- _Problem A_
From the text on generative AI, extract the words starting at "Many people are" and ending at "developing the AI.".
- _Problem B_
In the text on generative AI, which AI tools are called especially power hungry?
- _Problem C_
Please continue the text on generative AI from where it stops.

- _Text_
·····

Many people are now using AI tools like ChatGPT, Claude or Gemini to get advice, find information or summarise longer passages of text. But our recent research demonstrates how generative AI can be used for much more than this, returning results in different formats.
On the one hand, AI tools are neutral – they can be used for good or ill depending on one’s intent.
However, the models powering such tools can also suffer from biases based on how they were developed. AI tools, especially image generators, are also power hungry, ratcheting up the world’s energy usage.
And there are unresolved copyright claims surrounding AI-generated outputs, given the content used to train some of the models isn’t owned by the organisations developing the AI.
But ultimately, there’s no escaping generative AI. Learning more about what these tools can do will improve your digital literacy and help you understand their full impact, from benign to problematic.

·····

- _Listed records_
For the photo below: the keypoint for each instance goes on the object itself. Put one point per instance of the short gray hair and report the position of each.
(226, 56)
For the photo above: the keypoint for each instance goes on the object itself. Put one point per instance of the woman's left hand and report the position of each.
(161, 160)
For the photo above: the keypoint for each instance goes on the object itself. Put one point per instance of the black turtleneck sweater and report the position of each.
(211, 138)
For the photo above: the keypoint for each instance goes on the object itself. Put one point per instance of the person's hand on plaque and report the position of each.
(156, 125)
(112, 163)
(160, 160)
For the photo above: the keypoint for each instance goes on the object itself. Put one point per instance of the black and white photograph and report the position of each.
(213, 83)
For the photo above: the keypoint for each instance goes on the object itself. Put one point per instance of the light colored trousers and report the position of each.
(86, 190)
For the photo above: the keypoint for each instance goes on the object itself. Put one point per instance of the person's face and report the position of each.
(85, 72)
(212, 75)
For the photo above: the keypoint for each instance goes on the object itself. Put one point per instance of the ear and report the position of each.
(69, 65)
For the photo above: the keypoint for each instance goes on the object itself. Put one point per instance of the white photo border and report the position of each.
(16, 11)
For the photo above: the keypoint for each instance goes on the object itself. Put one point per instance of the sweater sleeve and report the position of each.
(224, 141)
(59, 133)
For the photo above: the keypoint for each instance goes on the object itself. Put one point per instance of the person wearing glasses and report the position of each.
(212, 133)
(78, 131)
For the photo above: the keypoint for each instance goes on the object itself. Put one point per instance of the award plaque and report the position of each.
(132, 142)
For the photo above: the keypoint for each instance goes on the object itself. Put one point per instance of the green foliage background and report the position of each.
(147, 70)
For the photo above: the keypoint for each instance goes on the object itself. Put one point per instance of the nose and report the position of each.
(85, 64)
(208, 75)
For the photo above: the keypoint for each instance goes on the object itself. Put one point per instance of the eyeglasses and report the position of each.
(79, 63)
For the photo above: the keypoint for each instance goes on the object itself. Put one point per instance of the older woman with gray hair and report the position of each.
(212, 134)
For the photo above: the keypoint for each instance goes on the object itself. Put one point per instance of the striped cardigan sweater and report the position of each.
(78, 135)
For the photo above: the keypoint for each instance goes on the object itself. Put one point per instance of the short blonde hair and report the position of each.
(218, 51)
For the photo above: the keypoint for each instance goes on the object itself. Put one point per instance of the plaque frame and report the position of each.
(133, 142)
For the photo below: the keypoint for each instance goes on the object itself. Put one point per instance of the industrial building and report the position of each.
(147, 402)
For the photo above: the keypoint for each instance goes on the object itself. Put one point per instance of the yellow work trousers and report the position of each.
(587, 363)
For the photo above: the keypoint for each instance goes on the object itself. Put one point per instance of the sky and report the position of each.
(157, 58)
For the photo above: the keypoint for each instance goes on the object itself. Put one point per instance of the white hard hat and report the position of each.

·····

- _Final answer A_
Many people are now using AI tools like ChatGPT, Claude or Gemini to get advice, find information or summarise longer passages of text. But our recent research demonstrates how generative AI can be used for much more than this, returning results in different formats.
On the one hand, AI tools are neutral – they can be used for good or ill depending on one’s intent.
However, the models powering such tools can also suffer from biases based on how they were developed. AI tools, especially image generators, are also power hungry, ratcheting up the world’s energy usage.
And there are unresolved copyright claims surrounding AI-generated outputs, given the content used to train some of the models isn’t owned by the organisations developing the AI.

- _Final answer B_
Image generators.

- _Final answer C_
1. Imagining what lies beyond the frame
Adobe’s recently developed “generative expand” tool allows users to expand the canvas of their photos and have Photoshop “imagine” what is happening beyond the frame. Nine News infamously experimented with this tool for a broadcast featuring Victorian politician Georgie Purcell.
Here’s a video that shows how that tool works:
https://youtu.be/JjVoW3sXPmM?si=zdSG2PXV8T9FpZcV
But it can also be used more innocently to extend the borders of a landscape or still-life image, for example. You might do this when trying to edit a square Instagram photo to fit a 4x6 inch photo frame.
2. Visualising the past or the future
Photography was only invented within the past 200 years, and camera-equipped smartphones within the last 25.
That leaves us with plenty of things that existed before cameras were common, yet we might want to visualise them.